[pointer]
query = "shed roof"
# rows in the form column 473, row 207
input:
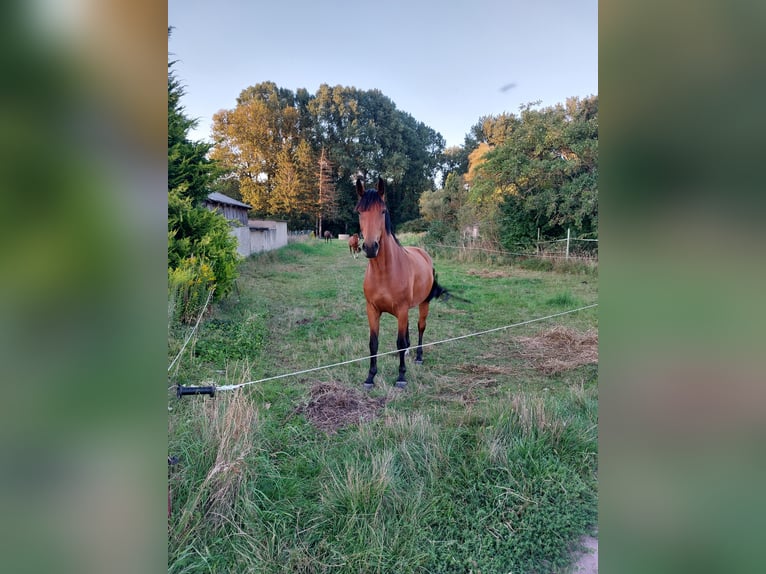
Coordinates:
column 225, row 199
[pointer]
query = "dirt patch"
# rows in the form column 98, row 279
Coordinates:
column 560, row 349
column 332, row 406
column 586, row 561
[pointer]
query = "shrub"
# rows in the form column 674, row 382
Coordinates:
■ ■ ■ ■
AIM OF THE EXERCISE:
Render the lines above as a Markdown table with two columns, Row and Line, numbering the lines and skipping any blank ones. Leave the pictures out of the answer.

EXPECTED ANSWER:
| Row | Line |
|---|---|
| 1 | [pointer] |
| 2 | query = "shed roof" |
| 3 | # rows in the form column 473, row 207 |
| 4 | input: |
| 5 | Coordinates: |
| 6 | column 225, row 199 |
| 7 | [pointer] |
| 8 | query = "dirt patch" |
| 9 | # rows in the form column 98, row 279 |
| 10 | Coordinates: |
| 11 | column 560, row 349 |
| 12 | column 332, row 406 |
| 13 | column 586, row 561 |
| 14 | [pointer] |
| 15 | query = "shrub" |
| 16 | # rows in the form column 674, row 382 |
| 17 | Coordinates: |